# SHORT TASK
In every entry below, swap "eyeglasses" for "spectacles" and write the lines out again with nothing else changed. Leave out the pictures.

+-------+

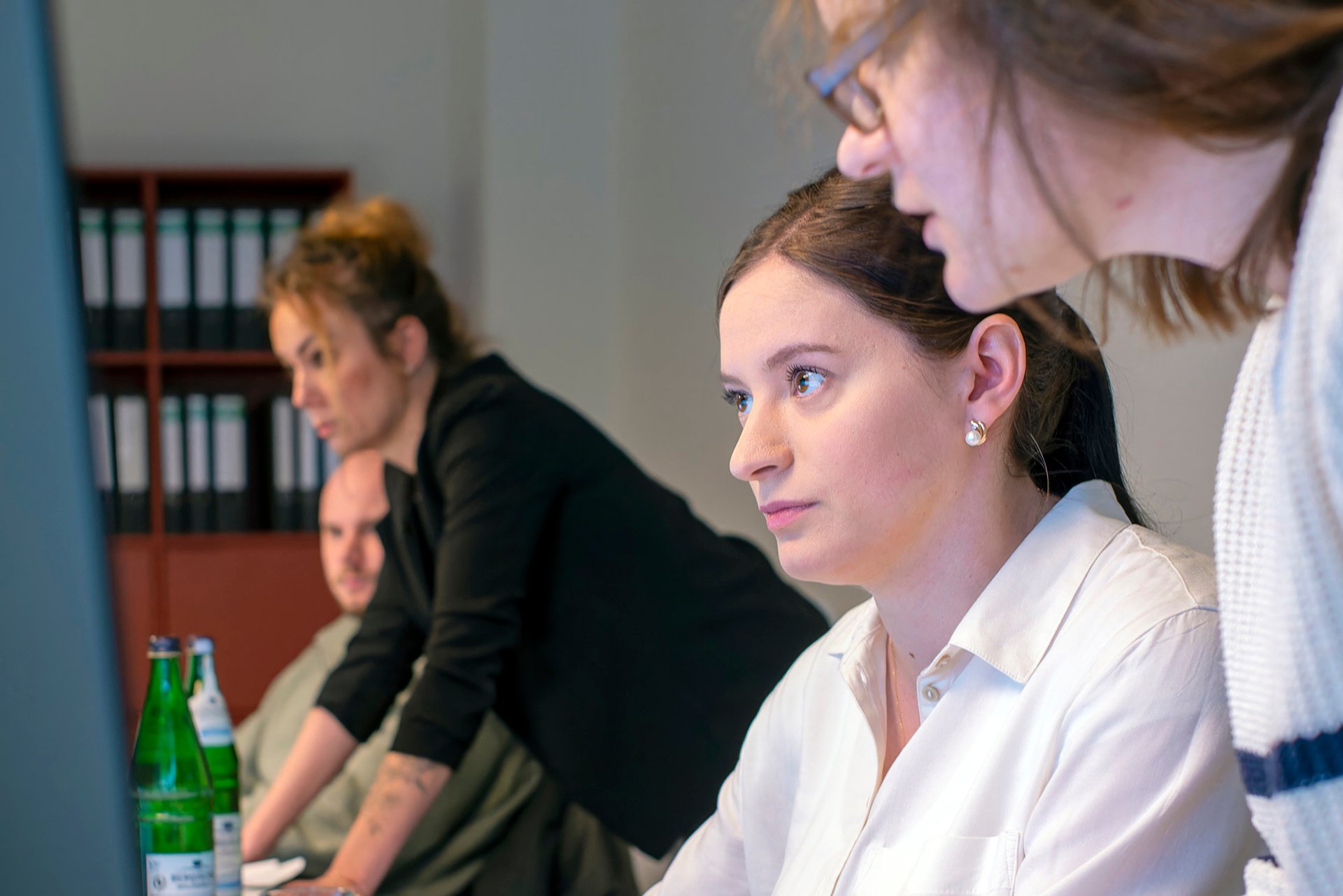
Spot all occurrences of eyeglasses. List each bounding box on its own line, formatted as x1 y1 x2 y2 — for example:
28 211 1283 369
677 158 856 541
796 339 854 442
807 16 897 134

+-------+

# FULL SOLUTION
Spot all occurrences of spectacles. List each bounding box on its own line, formatted as x1 y1 x2 y2 — for example:
28 211 1283 369
677 158 856 541
796 339 854 442
807 16 897 134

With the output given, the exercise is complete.